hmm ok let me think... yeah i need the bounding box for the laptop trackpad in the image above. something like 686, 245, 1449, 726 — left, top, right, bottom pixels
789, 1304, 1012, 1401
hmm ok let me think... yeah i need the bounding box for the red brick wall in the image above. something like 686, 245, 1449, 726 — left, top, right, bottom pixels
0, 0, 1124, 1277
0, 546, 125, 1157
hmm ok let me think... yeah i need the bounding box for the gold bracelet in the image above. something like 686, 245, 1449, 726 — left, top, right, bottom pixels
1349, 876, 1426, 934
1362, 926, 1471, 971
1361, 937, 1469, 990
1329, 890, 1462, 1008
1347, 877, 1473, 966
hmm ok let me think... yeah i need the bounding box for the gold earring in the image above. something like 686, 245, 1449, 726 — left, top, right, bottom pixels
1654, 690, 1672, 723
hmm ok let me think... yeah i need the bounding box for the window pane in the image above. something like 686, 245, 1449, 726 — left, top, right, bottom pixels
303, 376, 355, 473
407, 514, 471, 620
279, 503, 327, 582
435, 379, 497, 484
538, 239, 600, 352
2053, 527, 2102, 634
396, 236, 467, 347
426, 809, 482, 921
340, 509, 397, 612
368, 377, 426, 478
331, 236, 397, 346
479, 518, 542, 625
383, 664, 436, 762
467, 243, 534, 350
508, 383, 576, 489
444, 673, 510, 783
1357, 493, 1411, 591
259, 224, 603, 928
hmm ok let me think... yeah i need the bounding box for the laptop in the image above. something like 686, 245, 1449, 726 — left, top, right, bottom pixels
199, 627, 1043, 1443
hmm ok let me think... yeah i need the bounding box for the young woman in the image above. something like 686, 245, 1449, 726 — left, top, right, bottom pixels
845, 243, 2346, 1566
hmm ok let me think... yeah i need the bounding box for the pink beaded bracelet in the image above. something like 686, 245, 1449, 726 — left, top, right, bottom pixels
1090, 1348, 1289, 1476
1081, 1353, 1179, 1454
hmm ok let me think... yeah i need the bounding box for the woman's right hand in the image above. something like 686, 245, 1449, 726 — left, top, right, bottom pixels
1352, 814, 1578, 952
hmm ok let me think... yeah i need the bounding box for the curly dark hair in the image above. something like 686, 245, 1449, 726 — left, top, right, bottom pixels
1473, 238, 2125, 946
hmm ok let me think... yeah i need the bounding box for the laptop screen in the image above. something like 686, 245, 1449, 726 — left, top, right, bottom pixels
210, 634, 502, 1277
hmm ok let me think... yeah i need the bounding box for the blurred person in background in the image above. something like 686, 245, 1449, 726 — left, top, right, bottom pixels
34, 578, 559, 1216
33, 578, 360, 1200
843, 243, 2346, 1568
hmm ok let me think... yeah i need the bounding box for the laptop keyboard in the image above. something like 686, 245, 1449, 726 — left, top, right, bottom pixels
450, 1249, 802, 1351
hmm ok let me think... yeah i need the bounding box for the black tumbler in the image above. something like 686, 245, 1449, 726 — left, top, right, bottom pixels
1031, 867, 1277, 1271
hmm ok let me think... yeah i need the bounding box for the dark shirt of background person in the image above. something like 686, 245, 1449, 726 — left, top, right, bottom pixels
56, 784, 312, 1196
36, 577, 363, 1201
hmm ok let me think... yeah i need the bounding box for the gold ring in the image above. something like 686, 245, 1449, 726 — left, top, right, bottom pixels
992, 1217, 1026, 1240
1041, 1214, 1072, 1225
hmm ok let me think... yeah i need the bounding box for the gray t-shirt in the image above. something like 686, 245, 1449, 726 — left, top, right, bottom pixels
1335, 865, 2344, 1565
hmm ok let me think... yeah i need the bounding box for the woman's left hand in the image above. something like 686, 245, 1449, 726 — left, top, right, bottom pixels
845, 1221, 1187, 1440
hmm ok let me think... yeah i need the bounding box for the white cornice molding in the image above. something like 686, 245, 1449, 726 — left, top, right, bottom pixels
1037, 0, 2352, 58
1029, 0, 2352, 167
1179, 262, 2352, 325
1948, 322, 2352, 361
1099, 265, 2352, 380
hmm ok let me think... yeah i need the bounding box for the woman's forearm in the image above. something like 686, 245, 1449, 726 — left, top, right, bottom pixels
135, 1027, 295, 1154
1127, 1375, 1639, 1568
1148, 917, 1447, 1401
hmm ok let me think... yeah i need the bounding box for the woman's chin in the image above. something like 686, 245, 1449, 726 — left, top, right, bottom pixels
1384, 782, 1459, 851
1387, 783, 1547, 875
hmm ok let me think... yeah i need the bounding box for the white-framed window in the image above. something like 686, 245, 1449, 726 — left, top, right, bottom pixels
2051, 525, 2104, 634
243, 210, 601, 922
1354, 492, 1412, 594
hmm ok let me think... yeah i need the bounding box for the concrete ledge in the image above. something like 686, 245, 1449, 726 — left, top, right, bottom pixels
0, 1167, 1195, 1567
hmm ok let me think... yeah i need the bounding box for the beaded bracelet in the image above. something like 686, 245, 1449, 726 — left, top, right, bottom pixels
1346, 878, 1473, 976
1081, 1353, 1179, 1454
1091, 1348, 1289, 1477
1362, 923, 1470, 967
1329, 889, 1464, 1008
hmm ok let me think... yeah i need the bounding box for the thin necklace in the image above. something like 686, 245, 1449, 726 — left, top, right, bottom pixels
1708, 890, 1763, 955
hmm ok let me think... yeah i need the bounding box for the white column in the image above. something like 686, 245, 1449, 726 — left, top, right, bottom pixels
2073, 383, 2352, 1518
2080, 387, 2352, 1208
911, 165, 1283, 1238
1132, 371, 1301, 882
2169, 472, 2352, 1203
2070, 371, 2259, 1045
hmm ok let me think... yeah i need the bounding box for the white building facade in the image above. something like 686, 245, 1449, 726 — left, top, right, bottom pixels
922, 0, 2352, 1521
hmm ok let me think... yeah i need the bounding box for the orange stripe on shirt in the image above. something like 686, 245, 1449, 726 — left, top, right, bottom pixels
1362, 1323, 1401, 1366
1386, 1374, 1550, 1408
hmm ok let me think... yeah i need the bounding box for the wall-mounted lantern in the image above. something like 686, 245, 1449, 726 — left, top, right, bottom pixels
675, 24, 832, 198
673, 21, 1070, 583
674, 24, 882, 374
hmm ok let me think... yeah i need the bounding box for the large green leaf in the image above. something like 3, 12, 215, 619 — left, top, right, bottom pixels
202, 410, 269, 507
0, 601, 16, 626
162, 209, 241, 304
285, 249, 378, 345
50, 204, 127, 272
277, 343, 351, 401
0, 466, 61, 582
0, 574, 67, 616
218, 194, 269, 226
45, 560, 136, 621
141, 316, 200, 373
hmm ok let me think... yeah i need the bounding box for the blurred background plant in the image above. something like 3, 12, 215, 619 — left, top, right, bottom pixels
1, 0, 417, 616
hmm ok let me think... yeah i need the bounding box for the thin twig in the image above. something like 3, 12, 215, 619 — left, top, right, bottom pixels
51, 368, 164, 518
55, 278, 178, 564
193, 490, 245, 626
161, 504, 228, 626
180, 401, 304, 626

*WORK REQUEST*:
Repeat all of the data exactly. Include every line.

*WRITTEN SOLUTION*:
hmm ok let me think... yeah i need the bounding box for the laptop trackpad in the image above. something like 686, 245, 1449, 726 — left, top, right, bottom pixels
789, 1304, 1012, 1401
hmm ok let me think... yeah i need the bounding box for the red brick wall in the image above. something like 686, 245, 1449, 726 — left, top, right, bottom pixels
0, 0, 1124, 1277
0, 546, 125, 1157
hmm ok let me think... yeah i need the bounding box for the gold bracelet in the image above. something like 686, 245, 1449, 726 — left, top, right, bottom pixels
1349, 876, 1426, 934
1362, 926, 1471, 971
1361, 937, 1469, 990
1329, 890, 1462, 1008
1347, 877, 1473, 966
hmm ok let me think... yeah i need the bounding box for the gold earring in the image above. something like 686, 245, 1449, 726 — left, top, right, bottom pixels
1654, 690, 1672, 723
hmm ok let me think... yeah i need the bounding box for the window pane in the image above. something like 686, 245, 1449, 726 — left, top, right, bottom pixels
303, 376, 355, 473
407, 514, 471, 620
279, 503, 327, 582
435, 379, 497, 484
538, 239, 600, 352
2053, 527, 2102, 634
396, 236, 467, 347
426, 809, 482, 921
340, 509, 397, 612
368, 377, 426, 478
331, 236, 397, 346
479, 518, 542, 625
383, 664, 436, 762
467, 243, 534, 350
508, 383, 576, 489
444, 673, 510, 783
1357, 493, 1411, 591
259, 224, 603, 928
hmm ok let me think... yeah i need the bounding box for the laptop in the image above. something like 686, 245, 1449, 726 — left, top, right, bottom pixels
199, 627, 1043, 1443
hmm ok let me think... yeah i need the bounding box for the young woman in the image above. something like 686, 245, 1449, 726 — left, top, right, bottom pixels
845, 243, 2346, 1566
hmm ok let me think... yeah i need the bounding box for the pink beaded bracelet in the image above. something like 686, 245, 1449, 726 — left, top, right, bottom pixels
1090, 1348, 1289, 1476
1081, 1353, 1179, 1454
hmm ok let me think... yeah i need the bounding box for the woman's right hand in the image above. something like 686, 245, 1449, 726 — left, top, right, bottom pixels
1352, 814, 1578, 952
hmm ok let me think... yeah i need the bounding box for the curly dark hair in the image above. something like 686, 245, 1449, 726 — left, top, right, bottom pixels
1473, 238, 2125, 946
hmm ok let me think... yeah i need the bounding box for the laptop screen in the image above. something like 686, 245, 1449, 726 — left, top, right, bottom pixels
210, 634, 502, 1277
hmm ok let me think... yeah i need the bounding box for the blurred person in background in the image above. something like 686, 245, 1449, 726 — left, top, right, bottom pixels
34, 578, 559, 1216
33, 578, 360, 1200
843, 243, 2346, 1568
hmm ok let me think... yeah i need the bounding box for the laptop keyboard in the image above. something like 686, 245, 1449, 726 — left, top, right, bottom pixels
450, 1249, 802, 1351
hmm ok let me think... yeah i need the bounding box for the black tumbler in the image above. something like 686, 245, 1449, 726 — left, top, right, bottom pixels
1031, 867, 1277, 1271
hmm ok let me think... yeah i need the bounding box for the dark shirt of background person in the image above. something like 686, 245, 1449, 726 — left, top, right, bottom pixels
56, 784, 312, 1196
36, 577, 363, 1201
hmm ok let me think... yeah i need the bounding box for the gold ring in the image above. something like 686, 245, 1449, 726 — left, top, right, bottom pixels
992, 1217, 1026, 1240
1041, 1214, 1072, 1225
hmm ok let me think... yeah i need the bounding box for the gray t-shirt in the image above. something like 686, 245, 1449, 726 — left, top, right, bottom pixels
1335, 865, 2344, 1565
hmm ok let me think... yeah i need the bounding box for the woman's left hand in the image above. something like 686, 245, 1449, 726 — left, top, right, bottom pixels
845, 1221, 1187, 1440
hmm ok let me think... yeah i need the bounding box for the white cornice molding in the image above. something like 686, 245, 1449, 726 — left, top, right, bottom pixels
1037, 0, 2352, 58
1029, 0, 2352, 167
1179, 262, 2352, 325
1948, 322, 2352, 361
1099, 265, 2352, 380
hmm ok let me think... yeah i need the bounding box for the woman's forearm in the image above. something like 686, 245, 1449, 726 — left, top, right, bottom pixels
135, 1027, 295, 1154
1127, 1375, 1639, 1568
1148, 917, 1447, 1401
hmm ok let me think... yeah i need the bounding box for the woman's chin in the image above. something like 686, 245, 1449, 726 — left, top, right, bottom pixels
1384, 782, 1459, 851
1387, 783, 1547, 875
hmm ok let me think... yeah i need the bounding box for the white-framed window in the image above. something like 686, 245, 1449, 726 — left, top, right, bottom pixels
2051, 525, 2104, 634
243, 210, 601, 922
1354, 492, 1412, 594
hmm ok let me think... yeah i need the bounding box for the concrete ledge in the image above. something like 686, 245, 1449, 726 — left, top, right, bottom pixels
0, 1167, 1195, 1567
hmm ok let me think... yeah i need the bounding box for the beaded bracelet in the image above. something like 686, 245, 1449, 726 — left, top, right, bottom pixels
1346, 878, 1473, 976
1081, 1353, 1179, 1454
1091, 1348, 1289, 1477
1362, 923, 1470, 967
1329, 889, 1464, 1008
hmm ok let me think... yeah i need the bounding box for the thin necklace in the image above. something like 686, 245, 1449, 726 — left, top, right, bottom pixels
1708, 890, 1763, 955
hmm ok let me think... yeah i need the bounding box for the white column in the image above. something like 686, 245, 1449, 726 — left, top, right, bottom pixels
2073, 383, 2352, 1518
2080, 387, 2352, 1208
911, 165, 1283, 1238
1132, 371, 1301, 882
2169, 472, 2352, 1203
2070, 371, 2259, 1045
hmm ok let me think... yeah i need the bounding box for the white building facade in the image above. something like 686, 245, 1449, 726 — left, top, right, bottom pixels
922, 0, 2352, 1521
hmm ok let me think... yeah i need the bounding box for the orange stripe on shirt in the image above. something like 686, 245, 1449, 726 — left, top, right, bottom pixels
1362, 1323, 1401, 1366
1386, 1374, 1550, 1408
hmm ok let me think... yeah i need the bounding box for the wall-mounted lantern in the image above. something like 686, 245, 1449, 726 — left, top, right, bottom pixels
675, 24, 832, 198
673, 21, 1070, 583
674, 24, 882, 374
hmm ok let me think... yeah i need the bounding box for the large green leaf in the image above. something like 3, 12, 215, 619 — left, top, right, bottom pixels
202, 410, 269, 507
0, 601, 16, 626
162, 209, 241, 304
285, 249, 378, 345
50, 204, 127, 272
277, 343, 351, 401
0, 466, 61, 582
0, 574, 67, 616
218, 194, 269, 226
45, 560, 136, 621
141, 316, 200, 373
hmm ok let me think... yeah i need the bounding box for the blurred background plant in the image above. something like 3, 12, 215, 619 — left, top, right, bottom pixels
1, 0, 417, 616
hmm ok let me think... yeah i need the bounding box for the thin twig in the image above. something like 3, 12, 215, 619 — left, top, right, bottom pixels
51, 368, 164, 518
55, 278, 178, 564
193, 490, 245, 626
161, 504, 228, 626
180, 401, 304, 626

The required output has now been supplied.